*** Entries provided ***

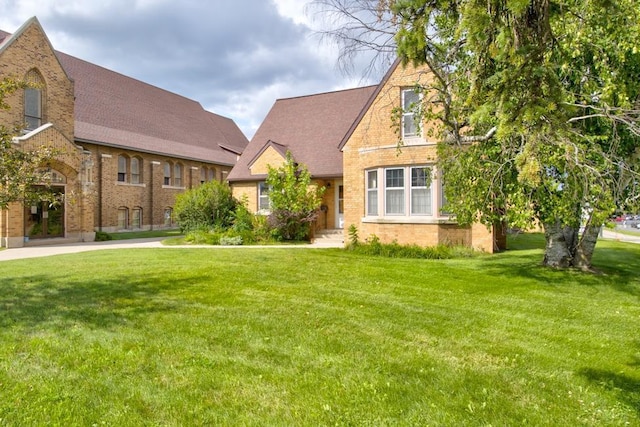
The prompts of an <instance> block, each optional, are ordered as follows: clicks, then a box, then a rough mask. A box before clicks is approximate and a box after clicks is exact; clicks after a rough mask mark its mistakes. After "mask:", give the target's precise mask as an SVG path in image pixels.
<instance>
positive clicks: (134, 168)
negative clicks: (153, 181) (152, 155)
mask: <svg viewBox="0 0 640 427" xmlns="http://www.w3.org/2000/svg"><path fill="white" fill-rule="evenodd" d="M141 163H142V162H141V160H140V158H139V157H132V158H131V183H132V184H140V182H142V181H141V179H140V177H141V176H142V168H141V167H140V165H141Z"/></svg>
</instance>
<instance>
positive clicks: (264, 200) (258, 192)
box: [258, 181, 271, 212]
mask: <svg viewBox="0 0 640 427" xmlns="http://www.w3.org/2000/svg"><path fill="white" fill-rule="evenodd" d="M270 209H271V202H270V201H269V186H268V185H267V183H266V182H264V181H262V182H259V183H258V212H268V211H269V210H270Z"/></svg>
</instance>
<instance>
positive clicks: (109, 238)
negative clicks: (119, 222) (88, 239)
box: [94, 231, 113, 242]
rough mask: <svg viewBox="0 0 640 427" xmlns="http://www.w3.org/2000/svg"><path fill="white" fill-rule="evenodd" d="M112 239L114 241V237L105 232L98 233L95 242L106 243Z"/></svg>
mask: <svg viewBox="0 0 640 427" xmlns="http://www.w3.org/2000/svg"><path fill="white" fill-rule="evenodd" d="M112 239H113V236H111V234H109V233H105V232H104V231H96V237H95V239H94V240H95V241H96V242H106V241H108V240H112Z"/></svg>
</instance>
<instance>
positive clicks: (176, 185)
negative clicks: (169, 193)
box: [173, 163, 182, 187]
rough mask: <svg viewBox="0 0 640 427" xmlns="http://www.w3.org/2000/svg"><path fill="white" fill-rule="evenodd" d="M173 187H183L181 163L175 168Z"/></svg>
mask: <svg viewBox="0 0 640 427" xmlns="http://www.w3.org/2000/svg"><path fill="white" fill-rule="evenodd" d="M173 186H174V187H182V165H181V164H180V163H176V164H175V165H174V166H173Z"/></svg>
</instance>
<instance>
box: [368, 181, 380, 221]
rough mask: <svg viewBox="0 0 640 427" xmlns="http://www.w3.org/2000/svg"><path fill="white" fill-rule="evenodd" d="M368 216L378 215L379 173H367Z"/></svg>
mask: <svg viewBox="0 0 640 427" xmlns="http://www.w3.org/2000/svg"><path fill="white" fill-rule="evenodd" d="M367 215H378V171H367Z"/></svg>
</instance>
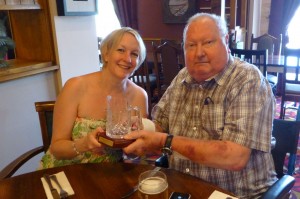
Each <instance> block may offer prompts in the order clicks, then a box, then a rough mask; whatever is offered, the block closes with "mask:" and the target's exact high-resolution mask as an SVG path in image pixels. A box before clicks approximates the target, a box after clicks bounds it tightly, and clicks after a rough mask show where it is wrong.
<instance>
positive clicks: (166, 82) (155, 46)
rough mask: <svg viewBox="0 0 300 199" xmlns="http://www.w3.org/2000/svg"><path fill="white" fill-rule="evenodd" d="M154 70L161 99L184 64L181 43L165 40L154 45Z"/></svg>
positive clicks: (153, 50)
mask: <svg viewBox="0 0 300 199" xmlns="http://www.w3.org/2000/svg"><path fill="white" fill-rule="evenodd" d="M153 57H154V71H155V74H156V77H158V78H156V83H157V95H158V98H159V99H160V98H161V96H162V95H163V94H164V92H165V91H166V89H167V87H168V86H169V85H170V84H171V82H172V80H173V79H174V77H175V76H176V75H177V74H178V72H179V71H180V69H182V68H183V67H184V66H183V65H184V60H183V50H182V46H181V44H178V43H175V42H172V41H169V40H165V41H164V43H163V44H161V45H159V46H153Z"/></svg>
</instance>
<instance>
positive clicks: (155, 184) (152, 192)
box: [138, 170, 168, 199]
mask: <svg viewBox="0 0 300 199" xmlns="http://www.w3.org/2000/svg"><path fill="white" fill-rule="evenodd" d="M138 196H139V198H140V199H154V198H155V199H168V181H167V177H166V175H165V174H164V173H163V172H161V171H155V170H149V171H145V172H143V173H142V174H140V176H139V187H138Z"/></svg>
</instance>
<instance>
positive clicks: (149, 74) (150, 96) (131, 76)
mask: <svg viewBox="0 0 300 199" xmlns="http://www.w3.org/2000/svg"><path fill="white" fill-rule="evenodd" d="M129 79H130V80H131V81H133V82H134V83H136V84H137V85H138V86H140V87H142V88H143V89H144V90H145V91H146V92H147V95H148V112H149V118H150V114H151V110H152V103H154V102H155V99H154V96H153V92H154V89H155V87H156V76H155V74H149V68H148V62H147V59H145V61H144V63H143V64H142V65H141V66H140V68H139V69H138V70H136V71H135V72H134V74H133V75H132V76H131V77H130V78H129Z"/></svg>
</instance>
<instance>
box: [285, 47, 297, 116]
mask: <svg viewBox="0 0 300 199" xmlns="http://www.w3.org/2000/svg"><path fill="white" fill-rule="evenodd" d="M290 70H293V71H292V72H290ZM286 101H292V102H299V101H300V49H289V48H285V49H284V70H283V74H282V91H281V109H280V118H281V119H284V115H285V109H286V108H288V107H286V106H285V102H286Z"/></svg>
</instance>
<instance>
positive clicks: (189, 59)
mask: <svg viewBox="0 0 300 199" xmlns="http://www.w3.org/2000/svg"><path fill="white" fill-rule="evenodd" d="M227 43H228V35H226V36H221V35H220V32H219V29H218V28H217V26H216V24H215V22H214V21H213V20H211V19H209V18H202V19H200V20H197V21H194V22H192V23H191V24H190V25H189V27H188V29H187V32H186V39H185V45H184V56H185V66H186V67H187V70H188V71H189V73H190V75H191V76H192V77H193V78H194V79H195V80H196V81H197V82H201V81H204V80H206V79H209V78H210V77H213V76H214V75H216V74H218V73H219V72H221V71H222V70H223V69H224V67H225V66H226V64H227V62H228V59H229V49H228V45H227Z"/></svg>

*** End of Entries provided ***
*** Entries provided ***

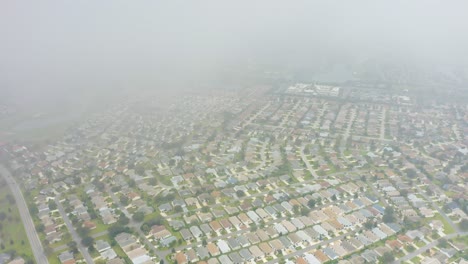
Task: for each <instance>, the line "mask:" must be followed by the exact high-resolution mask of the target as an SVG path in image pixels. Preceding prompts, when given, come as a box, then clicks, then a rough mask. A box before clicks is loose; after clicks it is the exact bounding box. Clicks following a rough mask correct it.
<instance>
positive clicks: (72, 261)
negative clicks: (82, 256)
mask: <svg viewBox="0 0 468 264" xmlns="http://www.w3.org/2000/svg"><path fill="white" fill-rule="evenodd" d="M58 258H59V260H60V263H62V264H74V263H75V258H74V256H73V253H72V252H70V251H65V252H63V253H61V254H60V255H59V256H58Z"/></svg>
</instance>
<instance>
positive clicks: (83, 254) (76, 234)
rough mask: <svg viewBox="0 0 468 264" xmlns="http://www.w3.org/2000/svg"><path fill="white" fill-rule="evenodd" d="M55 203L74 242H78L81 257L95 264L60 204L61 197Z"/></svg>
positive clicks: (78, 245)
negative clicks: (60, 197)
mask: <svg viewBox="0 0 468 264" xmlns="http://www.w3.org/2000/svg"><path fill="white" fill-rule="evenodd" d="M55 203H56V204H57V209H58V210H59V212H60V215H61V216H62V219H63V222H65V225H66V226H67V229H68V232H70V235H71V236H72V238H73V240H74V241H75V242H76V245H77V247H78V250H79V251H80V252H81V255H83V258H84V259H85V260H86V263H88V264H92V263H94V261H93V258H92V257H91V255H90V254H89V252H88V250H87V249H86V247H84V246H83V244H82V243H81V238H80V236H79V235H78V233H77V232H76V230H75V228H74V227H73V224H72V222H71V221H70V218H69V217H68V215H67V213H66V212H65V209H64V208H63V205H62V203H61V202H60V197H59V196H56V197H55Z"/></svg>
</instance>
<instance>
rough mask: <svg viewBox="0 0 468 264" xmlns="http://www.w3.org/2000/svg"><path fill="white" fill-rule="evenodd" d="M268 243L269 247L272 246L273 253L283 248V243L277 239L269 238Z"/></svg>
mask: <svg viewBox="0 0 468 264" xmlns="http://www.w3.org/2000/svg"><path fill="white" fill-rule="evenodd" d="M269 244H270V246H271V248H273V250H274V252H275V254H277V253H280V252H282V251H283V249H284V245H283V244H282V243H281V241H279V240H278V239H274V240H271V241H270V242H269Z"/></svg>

*** End of Entries provided ***
*** Entries provided ***

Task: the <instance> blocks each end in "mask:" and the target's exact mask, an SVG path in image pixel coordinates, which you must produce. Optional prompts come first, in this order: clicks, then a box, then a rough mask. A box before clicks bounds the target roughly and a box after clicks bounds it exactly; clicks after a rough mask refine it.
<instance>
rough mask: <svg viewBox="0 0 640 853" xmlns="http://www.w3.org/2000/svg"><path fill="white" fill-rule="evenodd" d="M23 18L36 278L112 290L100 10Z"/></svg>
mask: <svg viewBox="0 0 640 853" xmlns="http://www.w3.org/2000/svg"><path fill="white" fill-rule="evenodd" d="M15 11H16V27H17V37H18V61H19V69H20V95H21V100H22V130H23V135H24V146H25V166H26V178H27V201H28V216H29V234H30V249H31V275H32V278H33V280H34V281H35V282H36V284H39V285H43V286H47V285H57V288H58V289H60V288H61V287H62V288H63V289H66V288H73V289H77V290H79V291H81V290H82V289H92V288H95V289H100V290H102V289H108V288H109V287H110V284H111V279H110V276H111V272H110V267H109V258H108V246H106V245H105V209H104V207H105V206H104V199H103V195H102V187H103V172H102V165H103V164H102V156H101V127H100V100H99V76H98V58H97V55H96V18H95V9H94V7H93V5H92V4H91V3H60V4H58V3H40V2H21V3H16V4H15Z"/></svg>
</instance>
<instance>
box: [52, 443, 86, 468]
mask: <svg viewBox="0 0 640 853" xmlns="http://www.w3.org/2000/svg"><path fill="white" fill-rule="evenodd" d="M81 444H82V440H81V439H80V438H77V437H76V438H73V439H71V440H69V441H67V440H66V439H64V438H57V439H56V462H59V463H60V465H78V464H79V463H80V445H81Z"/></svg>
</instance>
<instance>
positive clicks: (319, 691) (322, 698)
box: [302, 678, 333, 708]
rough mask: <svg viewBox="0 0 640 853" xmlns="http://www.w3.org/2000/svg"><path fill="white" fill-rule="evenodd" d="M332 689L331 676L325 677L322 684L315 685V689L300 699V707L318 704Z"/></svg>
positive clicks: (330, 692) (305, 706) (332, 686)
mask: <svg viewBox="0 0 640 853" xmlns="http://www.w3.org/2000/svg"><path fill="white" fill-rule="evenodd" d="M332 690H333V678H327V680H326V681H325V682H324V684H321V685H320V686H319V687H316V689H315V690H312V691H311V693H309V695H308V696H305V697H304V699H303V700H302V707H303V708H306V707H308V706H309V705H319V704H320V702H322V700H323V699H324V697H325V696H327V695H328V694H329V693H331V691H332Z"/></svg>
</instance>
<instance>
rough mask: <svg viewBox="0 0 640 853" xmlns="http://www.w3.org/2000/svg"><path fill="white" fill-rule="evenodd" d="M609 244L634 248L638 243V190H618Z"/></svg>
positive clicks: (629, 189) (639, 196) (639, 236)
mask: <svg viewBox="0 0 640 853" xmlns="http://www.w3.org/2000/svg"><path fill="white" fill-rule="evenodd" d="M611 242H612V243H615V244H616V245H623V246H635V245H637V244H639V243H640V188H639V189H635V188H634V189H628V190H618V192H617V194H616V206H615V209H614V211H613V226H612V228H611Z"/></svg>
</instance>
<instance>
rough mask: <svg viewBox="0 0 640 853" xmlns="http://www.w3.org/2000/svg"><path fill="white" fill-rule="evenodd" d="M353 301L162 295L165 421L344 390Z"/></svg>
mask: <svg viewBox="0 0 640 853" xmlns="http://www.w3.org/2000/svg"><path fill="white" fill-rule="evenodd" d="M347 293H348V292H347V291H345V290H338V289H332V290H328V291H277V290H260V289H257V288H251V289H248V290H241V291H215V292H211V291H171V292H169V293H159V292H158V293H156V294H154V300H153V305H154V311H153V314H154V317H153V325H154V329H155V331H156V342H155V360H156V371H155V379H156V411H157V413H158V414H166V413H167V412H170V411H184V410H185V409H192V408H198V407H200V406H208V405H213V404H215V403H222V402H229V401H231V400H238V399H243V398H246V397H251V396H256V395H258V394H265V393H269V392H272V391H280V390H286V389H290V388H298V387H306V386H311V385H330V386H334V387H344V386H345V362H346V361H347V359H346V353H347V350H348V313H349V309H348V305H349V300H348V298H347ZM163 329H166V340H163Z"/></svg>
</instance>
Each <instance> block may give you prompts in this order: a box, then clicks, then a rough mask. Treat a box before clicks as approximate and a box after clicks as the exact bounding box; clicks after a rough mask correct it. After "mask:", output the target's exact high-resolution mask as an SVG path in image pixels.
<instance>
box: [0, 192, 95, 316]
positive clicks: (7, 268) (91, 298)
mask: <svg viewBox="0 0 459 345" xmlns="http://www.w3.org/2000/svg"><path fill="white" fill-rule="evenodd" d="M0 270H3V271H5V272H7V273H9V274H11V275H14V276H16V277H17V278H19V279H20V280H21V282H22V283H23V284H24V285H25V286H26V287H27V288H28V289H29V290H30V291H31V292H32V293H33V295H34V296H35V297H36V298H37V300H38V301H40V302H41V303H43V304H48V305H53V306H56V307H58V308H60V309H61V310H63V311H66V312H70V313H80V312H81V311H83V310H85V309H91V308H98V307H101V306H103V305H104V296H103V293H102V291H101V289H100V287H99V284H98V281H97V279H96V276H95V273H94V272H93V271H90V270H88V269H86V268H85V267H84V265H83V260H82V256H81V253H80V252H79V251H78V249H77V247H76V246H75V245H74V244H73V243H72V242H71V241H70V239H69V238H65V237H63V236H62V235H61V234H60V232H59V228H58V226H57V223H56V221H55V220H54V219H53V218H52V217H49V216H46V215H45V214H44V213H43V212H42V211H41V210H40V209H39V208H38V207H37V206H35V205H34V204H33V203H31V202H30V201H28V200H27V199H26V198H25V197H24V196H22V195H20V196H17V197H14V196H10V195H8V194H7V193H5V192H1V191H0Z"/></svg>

*** End of Entries provided ***

* Problem statement
Among the records above, only the lines between the line holding "box: [258, 181, 271, 212]" and the line holding "box: [94, 231, 113, 242]", inclusive, are to be output, exactly as written.

* Task result
box: [258, 181, 271, 212]
mask: <svg viewBox="0 0 640 427" xmlns="http://www.w3.org/2000/svg"><path fill="white" fill-rule="evenodd" d="M270 209H271V202H270V201H269V186H268V185H267V183H266V182H264V181H262V182H259V183H258V212H268V211H269V210H270Z"/></svg>
</instance>
<instance>
positive clicks: (109, 238)
negative clicks: (119, 222) (88, 239)
box: [94, 231, 113, 242]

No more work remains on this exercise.